Dengan penyitaan sesuatu benda diartikan pengambil alihan atau penguasaan benda
itu guna kepentingan acara pidana (Pasal 134). Persamaan kedua definisi
tersebut ialah pengambilan dan penguasaan milik orang. Dengan sendirinya hal
itu langsung menyentuh dan bertentangan dengan hak asasi manusia yang pokok,
yaitu merampas penguasaan hak milik orang.
Jadi Penyitaan adalah suatu cara yang
dilakukan oleh pejabat-pejabat yang berwenang untuk menguasai sementara waktu
barang-barang, baik yang merupakan hak milik tersangka/terdakwa ataupun bukan,
tetapi berasal dari atau ada hubungannya dengan suatu tindak pidana dan berguna
untuk pembuktian.
Pasal
38
1)
Penyitaan hanya dapat dilakukan oleh
penyidik dengan surat izin ketua pengadilan negeri setempat;
2)
Dalam keadaan yang sangat perlu dan
mendesak bilamana penyidik harus segera bertindak dan tidak mungkin untuk
mendapatkan surat izin terlebih dahulu, tanpa mengurangi ketentuan ayat (1)
penyidik dapat melakukan penyitaan hanya atas benda bergerak dan untuk itu
wajib segera melaporkan kepada ketua pengadilan negeri setempat guna memperoleh
persetujuannya.
Pasal
39
1)
Yang dapat dikenakan penyitaan adalah:
a.
benda atau tagihan tersangka atau terdakwa
yang seluruh atau sebagian diduga diperoleh dari tindakan pidana atau sebagai
hasil dari tindak pidana.
b.
benda yang telah dipergunakan secara
langsung untuk melakukan tindak pidana atau untuk mempersiapkannya.
c.
benda yang dipergunakan untuk menghalang-halangi
penyidikan tindak pidana.
d.
benda yang khusus dibuat atau diperuntukkan
melakukan tindak pidana.
e.

- - -

→ Ketentuan Tugas a
Sajikan seluruh entri dari kumpulan data penunjukan sebagai daftar bernomor tanpa baris kosong, dan jangan sertakan gambarnya dalam jawaban.
Teks tentang penyitaan sama sekali tidak berkaitan dengan entri dari kumpulan data penunjukan.

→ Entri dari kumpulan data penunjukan
- - -

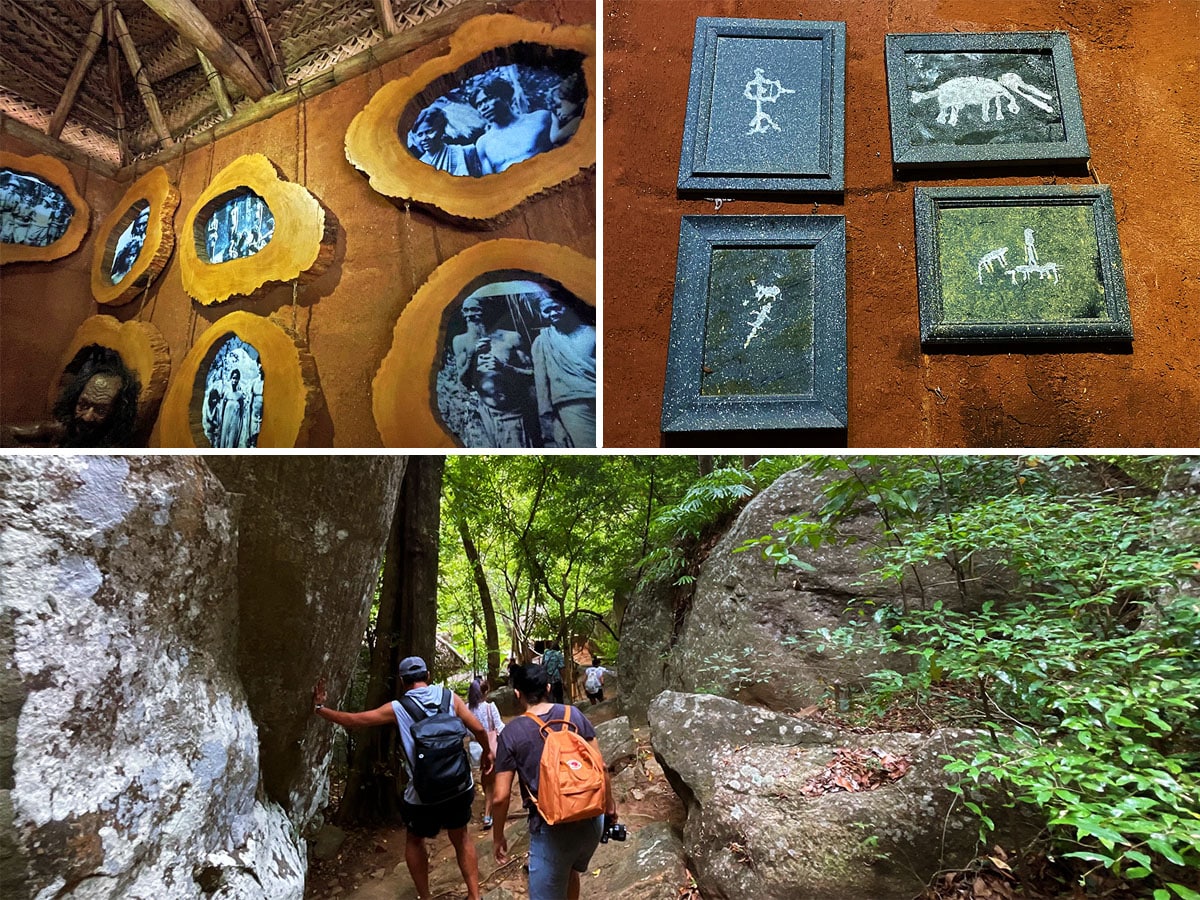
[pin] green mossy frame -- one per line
(959, 231)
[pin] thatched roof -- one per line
(45, 42)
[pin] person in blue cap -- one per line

- - -

→ Ketentuan Tugas b
Sebutkan setiap nomor pasal yang dirujuk dalam teks tentang penyitaan.

→ Jawaban Lengkap a
1. [pin] green mossy frame -- one per line
2. (959, 231)
3. [pin] thatched roof -- one per line
4. (45, 42)
5. [pin] person in blue cap -- one per line

→ Jawaban Lengkap b
Pasal 134, Pasal 38, Pasal 39